Start of EXTRACTED DATA

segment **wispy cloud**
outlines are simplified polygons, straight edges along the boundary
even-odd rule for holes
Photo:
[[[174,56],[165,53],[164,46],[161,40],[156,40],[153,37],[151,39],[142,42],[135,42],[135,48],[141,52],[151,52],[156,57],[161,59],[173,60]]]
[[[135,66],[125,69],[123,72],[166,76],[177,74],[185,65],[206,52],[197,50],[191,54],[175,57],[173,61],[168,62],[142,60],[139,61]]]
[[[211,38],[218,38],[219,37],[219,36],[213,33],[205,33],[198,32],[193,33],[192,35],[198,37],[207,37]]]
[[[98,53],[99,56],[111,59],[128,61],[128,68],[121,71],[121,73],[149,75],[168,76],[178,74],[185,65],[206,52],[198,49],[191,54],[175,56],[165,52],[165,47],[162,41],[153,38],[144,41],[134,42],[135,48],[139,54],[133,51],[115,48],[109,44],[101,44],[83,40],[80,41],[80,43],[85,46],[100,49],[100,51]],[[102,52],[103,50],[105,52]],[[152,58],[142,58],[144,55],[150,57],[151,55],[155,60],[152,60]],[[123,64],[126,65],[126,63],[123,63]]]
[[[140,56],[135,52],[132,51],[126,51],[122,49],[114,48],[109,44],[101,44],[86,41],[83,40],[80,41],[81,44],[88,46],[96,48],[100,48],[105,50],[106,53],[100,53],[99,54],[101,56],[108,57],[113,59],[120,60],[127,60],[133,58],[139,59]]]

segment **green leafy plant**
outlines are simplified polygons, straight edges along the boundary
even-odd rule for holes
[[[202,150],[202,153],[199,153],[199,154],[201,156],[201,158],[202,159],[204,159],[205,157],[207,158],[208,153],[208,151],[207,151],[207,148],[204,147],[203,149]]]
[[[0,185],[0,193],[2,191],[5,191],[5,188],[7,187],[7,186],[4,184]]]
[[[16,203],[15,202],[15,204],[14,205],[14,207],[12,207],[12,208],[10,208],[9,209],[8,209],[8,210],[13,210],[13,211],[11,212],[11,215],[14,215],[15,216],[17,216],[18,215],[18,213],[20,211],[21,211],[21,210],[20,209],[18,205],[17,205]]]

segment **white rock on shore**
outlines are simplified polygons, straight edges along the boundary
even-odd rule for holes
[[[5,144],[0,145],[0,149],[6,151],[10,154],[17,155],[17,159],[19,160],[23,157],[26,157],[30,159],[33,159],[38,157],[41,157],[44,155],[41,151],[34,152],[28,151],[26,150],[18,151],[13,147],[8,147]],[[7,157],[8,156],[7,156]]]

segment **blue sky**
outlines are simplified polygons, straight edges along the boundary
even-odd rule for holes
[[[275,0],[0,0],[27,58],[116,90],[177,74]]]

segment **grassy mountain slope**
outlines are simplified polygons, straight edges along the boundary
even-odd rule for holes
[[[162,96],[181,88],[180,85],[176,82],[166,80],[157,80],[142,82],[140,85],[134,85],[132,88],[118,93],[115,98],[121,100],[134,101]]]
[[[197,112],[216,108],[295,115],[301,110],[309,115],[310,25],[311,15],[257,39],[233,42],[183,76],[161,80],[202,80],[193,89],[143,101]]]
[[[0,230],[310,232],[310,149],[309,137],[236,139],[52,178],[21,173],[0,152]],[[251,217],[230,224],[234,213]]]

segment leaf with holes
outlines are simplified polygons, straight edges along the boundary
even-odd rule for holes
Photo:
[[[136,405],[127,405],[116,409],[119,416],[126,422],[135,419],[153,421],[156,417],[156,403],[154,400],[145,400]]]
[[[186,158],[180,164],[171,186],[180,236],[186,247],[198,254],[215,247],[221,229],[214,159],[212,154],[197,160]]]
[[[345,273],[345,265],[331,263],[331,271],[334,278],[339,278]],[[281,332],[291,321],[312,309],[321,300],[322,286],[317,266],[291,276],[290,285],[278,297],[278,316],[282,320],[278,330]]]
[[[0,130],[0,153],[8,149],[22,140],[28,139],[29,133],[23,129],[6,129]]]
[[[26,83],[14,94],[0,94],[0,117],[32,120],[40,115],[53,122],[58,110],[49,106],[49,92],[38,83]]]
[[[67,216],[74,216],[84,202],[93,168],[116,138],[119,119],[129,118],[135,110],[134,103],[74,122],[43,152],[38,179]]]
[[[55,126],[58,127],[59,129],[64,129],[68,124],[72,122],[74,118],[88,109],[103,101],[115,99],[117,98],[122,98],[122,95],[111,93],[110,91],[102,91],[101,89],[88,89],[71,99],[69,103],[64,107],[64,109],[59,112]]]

End of EXTRACTED DATA

> TASK
Can you lay out every line of the items above as a Markdown table with the columns No. and Line, numbering the rows and skipping blank lines?

> SOLUTION BELOW
| No. | Line |
|---|---|
| 1 | segment **wispy cloud** |
| 2 | outlines are simplified polygons, straight edges along the boundary |
| 3 | even-odd rule for holes |
| 4 | Photo: |
| 5 | [[[174,56],[165,53],[164,46],[161,40],[156,40],[153,37],[151,39],[142,42],[135,42],[135,48],[141,52],[151,52],[156,57],[161,59],[173,60]]] |
| 6 | [[[135,66],[125,69],[123,72],[166,76],[177,74],[185,65],[206,52],[197,50],[191,54],[175,57],[173,61],[168,62],[142,60],[139,61]]] |
| 7 | [[[211,38],[218,38],[219,37],[219,36],[213,33],[205,33],[198,32],[193,33],[192,35],[198,37],[207,37]]] |
| 8 | [[[98,53],[99,56],[111,59],[128,61],[128,68],[121,71],[121,73],[149,75],[168,76],[178,74],[185,65],[206,52],[198,49],[191,54],[175,56],[165,52],[165,47],[162,41],[153,38],[144,41],[134,42],[135,48],[139,54],[133,51],[115,48],[109,44],[101,44],[83,40],[80,41],[80,43],[85,46],[100,49],[100,51]],[[102,52],[103,50],[105,52]],[[152,58],[142,58],[144,55],[150,57],[151,55],[155,60],[152,60]],[[123,64],[126,65],[126,63],[123,63]]] |
| 9 | [[[140,56],[135,52],[132,51],[126,51],[122,49],[114,48],[109,44],[101,44],[86,41],[83,40],[80,41],[81,44],[88,46],[96,48],[100,48],[105,50],[106,53],[100,53],[99,54],[101,56],[108,57],[113,59],[120,60],[127,60],[133,58],[139,59]]] |
| 10 | segment **green leafy plant** |
| 11 | outlines are simplified polygons, straight edges along the boundary |
| 12 | even-odd rule for holes |
| 13 | [[[202,150],[202,153],[199,153],[199,154],[201,156],[201,158],[202,159],[204,159],[205,157],[207,158],[208,153],[208,151],[207,151],[207,148],[204,147],[203,149]]] |
| 14 | [[[0,185],[0,193],[2,191],[5,191],[5,188],[7,187],[7,186],[4,184]]] |
| 15 | [[[16,203],[15,202],[15,204],[14,205],[14,207],[12,207],[12,208],[10,208],[9,209],[8,209],[8,210],[13,210],[13,211],[11,212],[11,215],[14,215],[15,216],[17,216],[18,215],[18,213],[20,211],[21,211],[21,210],[20,209],[18,205],[17,205]]] |
| 16 | segment **white rock on shore** |
| 17 | outlines are simplified polygons, straight edges along the boundary |
| 18 | even-odd rule for holes |
| 19 | [[[5,144],[0,145],[0,149],[6,151],[10,154],[17,155],[17,159],[19,160],[23,157],[26,157],[30,159],[33,159],[38,157],[41,157],[44,155],[41,151],[34,152],[28,151],[26,150],[18,151],[13,147],[8,147]],[[7,157],[8,156],[7,156]]] |
| 20 | segment **blue sky** |
| 21 | outlines are simplified polygons, straight edges along the boundary |
| 22 | even-odd rule for holes |
| 23 | [[[275,0],[0,0],[27,58],[116,90],[177,74]]] |
| 24 | segment **grassy mountain slope** |
| 25 | outlines are simplified polygons, straight edges along the boundary |
| 26 | even-odd rule for holes |
| 27 | [[[162,96],[181,88],[180,85],[176,82],[166,80],[157,80],[142,82],[140,85],[134,85],[132,88],[118,93],[115,98],[121,100],[134,101]]] |
| 28 | [[[197,112],[216,108],[295,115],[301,110],[309,115],[310,25],[311,15],[257,39],[233,42],[183,76],[161,80],[202,80],[193,89],[143,101]]] |
| 29 | [[[0,230],[310,232],[310,149],[309,137],[236,139],[52,178],[21,173],[0,152]],[[251,217],[230,224],[234,213]]] |
| 30 | segment leaf with holes |
| 31 | outlines are simplified polygons, straight edges along the boundary |
| 32 | even-odd rule for holes |
| 33 | Photo: |
| 34 | [[[136,405],[127,405],[116,409],[119,416],[126,422],[135,419],[153,421],[156,417],[156,403],[154,400],[145,400]]] |
| 35 | [[[186,158],[180,164],[171,186],[180,236],[186,247],[198,254],[215,247],[221,229],[214,159],[212,154],[197,160]]] |
| 36 | [[[345,273],[345,265],[331,263],[331,271],[334,278],[339,278]],[[281,332],[291,321],[312,309],[321,300],[322,286],[317,266],[291,276],[290,285],[278,297],[278,316],[282,320],[278,330]]] |
| 37 | [[[0,130],[0,153],[8,149],[22,140],[28,139],[29,133],[23,129],[6,129]]] |
| 38 | [[[26,83],[14,94],[0,94],[0,117],[32,120],[40,115],[53,122],[58,110],[49,106],[49,92],[38,83]]] |
| 39 | [[[67,216],[74,216],[84,202],[93,168],[116,138],[119,119],[129,118],[135,110],[134,103],[74,122],[43,152],[38,179]]] |
| 40 | [[[55,126],[58,127],[59,129],[64,129],[68,124],[72,122],[74,118],[88,109],[103,101],[115,99],[117,98],[122,98],[122,95],[111,93],[110,91],[102,91],[101,89],[88,89],[71,99],[69,103],[64,107],[64,109],[59,112]]] |